Entries from a point annotation set:
• • • • • • •

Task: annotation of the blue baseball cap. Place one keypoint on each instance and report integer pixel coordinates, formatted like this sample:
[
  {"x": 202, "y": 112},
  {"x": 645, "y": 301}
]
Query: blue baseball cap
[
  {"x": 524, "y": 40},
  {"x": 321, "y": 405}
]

• • • • • • •

#### Directive:
Render every line of the data above as a Markdown table with the columns Number and Text, numbering the lines in order and leaving out blank lines.

#### Result of the exercise:
| Number | Text |
|---|---|
| 1 | Task: annotation of the blue baseball cap. Place one keypoint on each instance and report integer pixel coordinates, formatted like this sample: |
| 2 | [ |
| 3 |   {"x": 202, "y": 112}, |
| 4 |   {"x": 645, "y": 301} |
| 5 | ] |
| 6 | Query: blue baseball cap |
| 7 | [ |
| 8 |   {"x": 524, "y": 40}, |
| 9 |   {"x": 321, "y": 405} |
| 10 | ] |